Exercise - Without including any pictures, write out all the records word for word.

Data -
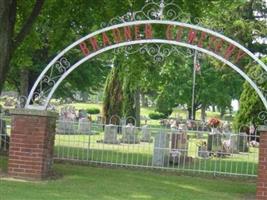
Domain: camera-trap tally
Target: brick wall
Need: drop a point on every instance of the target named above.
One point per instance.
(262, 169)
(31, 145)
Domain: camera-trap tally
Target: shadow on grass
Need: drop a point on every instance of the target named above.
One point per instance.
(215, 166)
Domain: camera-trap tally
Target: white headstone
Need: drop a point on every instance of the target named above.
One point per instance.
(110, 135)
(84, 126)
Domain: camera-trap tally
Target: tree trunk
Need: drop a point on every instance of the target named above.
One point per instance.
(144, 100)
(113, 97)
(137, 107)
(203, 113)
(223, 111)
(7, 21)
(24, 82)
(9, 42)
(191, 115)
(213, 108)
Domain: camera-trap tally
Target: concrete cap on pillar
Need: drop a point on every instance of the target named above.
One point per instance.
(262, 128)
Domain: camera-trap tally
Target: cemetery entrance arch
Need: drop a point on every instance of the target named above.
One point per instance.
(127, 34)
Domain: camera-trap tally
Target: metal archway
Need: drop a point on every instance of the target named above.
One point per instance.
(59, 68)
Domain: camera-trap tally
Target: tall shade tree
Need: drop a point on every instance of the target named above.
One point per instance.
(13, 30)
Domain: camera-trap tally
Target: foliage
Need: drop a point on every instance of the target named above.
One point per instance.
(214, 122)
(113, 95)
(130, 184)
(93, 111)
(157, 115)
(251, 109)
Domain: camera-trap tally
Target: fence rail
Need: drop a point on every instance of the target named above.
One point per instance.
(162, 148)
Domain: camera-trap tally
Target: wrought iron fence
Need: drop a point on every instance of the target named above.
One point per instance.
(4, 132)
(178, 149)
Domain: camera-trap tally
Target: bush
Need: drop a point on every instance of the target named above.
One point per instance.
(156, 115)
(93, 111)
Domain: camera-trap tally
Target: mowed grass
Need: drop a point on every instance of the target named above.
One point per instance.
(145, 111)
(85, 182)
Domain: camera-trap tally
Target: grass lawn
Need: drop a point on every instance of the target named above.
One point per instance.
(145, 111)
(84, 182)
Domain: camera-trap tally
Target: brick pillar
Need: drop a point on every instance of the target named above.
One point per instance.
(31, 144)
(262, 168)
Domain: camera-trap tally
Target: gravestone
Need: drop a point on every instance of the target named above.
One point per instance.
(66, 126)
(4, 138)
(161, 150)
(179, 146)
(234, 143)
(203, 151)
(243, 142)
(110, 134)
(130, 134)
(67, 121)
(215, 142)
(146, 134)
(84, 126)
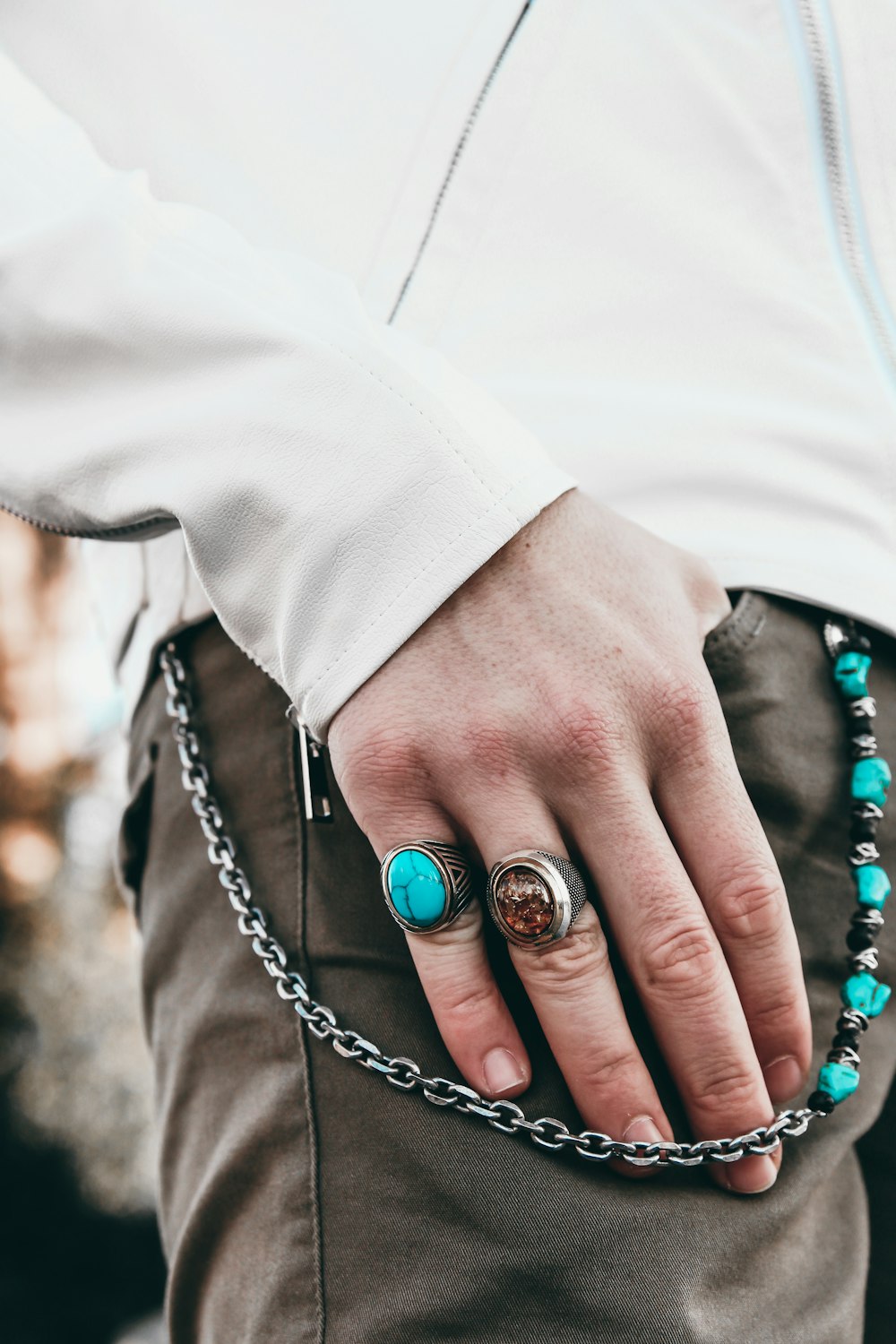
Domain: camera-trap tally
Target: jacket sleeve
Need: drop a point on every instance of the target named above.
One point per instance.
(335, 481)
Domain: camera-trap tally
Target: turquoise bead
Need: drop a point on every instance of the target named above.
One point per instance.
(417, 889)
(872, 886)
(850, 674)
(871, 781)
(866, 994)
(839, 1081)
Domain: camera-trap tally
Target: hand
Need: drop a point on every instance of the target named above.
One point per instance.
(559, 701)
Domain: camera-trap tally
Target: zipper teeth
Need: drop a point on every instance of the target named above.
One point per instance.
(841, 188)
(458, 151)
(89, 535)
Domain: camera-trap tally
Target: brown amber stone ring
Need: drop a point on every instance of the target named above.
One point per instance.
(533, 897)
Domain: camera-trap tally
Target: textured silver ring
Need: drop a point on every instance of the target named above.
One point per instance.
(535, 897)
(426, 884)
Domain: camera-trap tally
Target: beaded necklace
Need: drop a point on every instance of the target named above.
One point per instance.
(863, 996)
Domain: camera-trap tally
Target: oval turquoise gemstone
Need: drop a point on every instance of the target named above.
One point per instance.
(866, 994)
(416, 887)
(839, 1081)
(871, 781)
(850, 674)
(872, 886)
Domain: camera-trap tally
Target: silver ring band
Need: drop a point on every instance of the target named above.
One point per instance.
(426, 884)
(535, 897)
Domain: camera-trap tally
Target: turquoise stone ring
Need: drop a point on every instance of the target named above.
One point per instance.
(426, 884)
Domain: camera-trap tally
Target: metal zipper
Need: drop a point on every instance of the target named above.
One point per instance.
(458, 151)
(837, 158)
(101, 534)
(311, 755)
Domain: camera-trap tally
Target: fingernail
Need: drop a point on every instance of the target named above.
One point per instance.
(751, 1175)
(503, 1072)
(783, 1078)
(641, 1129)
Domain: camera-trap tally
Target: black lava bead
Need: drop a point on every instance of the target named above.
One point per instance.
(863, 828)
(858, 938)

Answer to the exercise -
Domain: camera-trap tally
Target: brick wall
Need: drop a point on every instance of the target named above.
One point per instance.
(262, 169)
(31, 145)
Domain: camera-trap tally
Target: shadow on grass
Need: drop a point on every instance of the target named above.
One point per instance.
(215, 166)
Domain: camera-trap tally
Target: white headstone
Need: drop a point on every instance of the target named above.
One point per instance.
(110, 135)
(84, 126)
Domain: camera-trap tally
Target: tree trunk
Need: drop a point on every instance of the target named above.
One point per instance.
(144, 100)
(113, 97)
(137, 107)
(203, 113)
(223, 111)
(7, 21)
(24, 82)
(9, 42)
(191, 115)
(213, 108)
Domain: camera-trap tally
Target: concrete cap on pillar
Need: drop a point on every instance of the target named above.
One point per instance.
(262, 128)
Domain: camera-trap tally
Target: cemetery entrance arch
Need: drop a point on every instance of the target named above.
One point per instance.
(127, 34)
Domain: camera-trap tally
Target: metal archway
Need: drop a point on every instance of the target named above.
One point per instance.
(59, 68)
Domain: camera-trap tally
Target: tall shade tree
Need: drop a point on every instance of the target named above.
One point per instance.
(13, 30)
Domain: camera-trap tally
Target: foliage
Need: drop a point on every instance of the target named above.
One point per instance.
(214, 122)
(113, 95)
(130, 184)
(93, 111)
(157, 115)
(251, 109)
Domain: camera-trap tally
Target: fence rail
Need: drop a point on every instance of the target named above.
One point per instance.
(162, 148)
Domain: camera-trap tally
Target: wrought iron fence
Need: drop a point on every instance of the target named above.
One point per instance.
(4, 132)
(178, 149)
Domain: camera-trap tally
Target: bush
Need: drop a point on every instance of the target named above.
One point per instance.
(156, 115)
(93, 111)
Domain: camera-trap tally
Target: mowed grass
Need: drop a point on every instance of the target named above.
One point per instance.
(145, 111)
(85, 182)
Domain: camera-trap tally
Target: grass lawn
Need: drop a point on every instance of the target named above.
One point per instance.
(145, 111)
(84, 182)
Domain: camera-trap tally
Target: brick pillar
Need: drop a point on every instance of the target named above.
One point per instance.
(31, 144)
(262, 168)
Domain: camera-trap tally
Target: gravestone
Need: drop a point on every instance of the target named above.
One point per instance.
(66, 126)
(4, 138)
(161, 150)
(179, 146)
(234, 143)
(203, 151)
(243, 142)
(110, 134)
(130, 134)
(67, 121)
(215, 142)
(146, 134)
(84, 126)
Domain: camera-trap tally
Target: jacket sleeve
Need: drop a point on every instance of the target named above.
One point per instance.
(335, 481)
Domain: camera-trap tally
Target: turquoise bead
Need: drop a point on every instance of the target named above.
One point per instance.
(417, 889)
(872, 886)
(850, 674)
(871, 781)
(866, 994)
(839, 1081)
Domain: camera-trap tally
Target: hand
Need: drop a point on every instance of the target named above.
One point per instance.
(559, 701)
Domain: camera-trap tally
Target: zipper teeth
Need: drop a point on every instance of the target named above.
One point per instance.
(841, 188)
(458, 151)
(89, 535)
Domain: camera-trap tally
Target: brown amber stone ring
Need: drop a point on every instance of the target named above.
One point per instance.
(533, 897)
Domain: camera-trap tally
Target: textured silver ring
Need: drop a point on every instance of the target named above.
One point per instance.
(535, 897)
(426, 884)
Domain: camera-trap tally
Target: beaded necklace
Need: drop a point on every instance of the target named above.
One point per instance.
(863, 996)
Domain: camera-trap tally
Target: oval turquoise gemstone
Need: drop a point on every instance of the target named above.
One point per instance.
(866, 994)
(416, 887)
(839, 1081)
(871, 781)
(850, 674)
(872, 886)
Domain: camera-trap tally
Target: silver ring band
Need: drop a point on every instance of the target named above.
One point per instance.
(426, 884)
(535, 897)
Domain: camera-trap tally
Target: turquoise stone ring
Need: drop a point on every instance of the target named above.
One point per instance.
(426, 884)
Domain: camera-trap tally
Target: metal zipper
Need: drop a point on every instance of the target named above.
One point per instance.
(458, 151)
(837, 158)
(101, 534)
(311, 755)
Domain: camera-trap tally
Target: fingernail
Need: drop a point on every instance of the target named above.
One point per instance.
(751, 1175)
(503, 1072)
(783, 1078)
(641, 1129)
Domain: camera-trap tally
Target: black lava bead
Need: drop a point on every instance of the target named above.
One point per instance.
(863, 828)
(858, 938)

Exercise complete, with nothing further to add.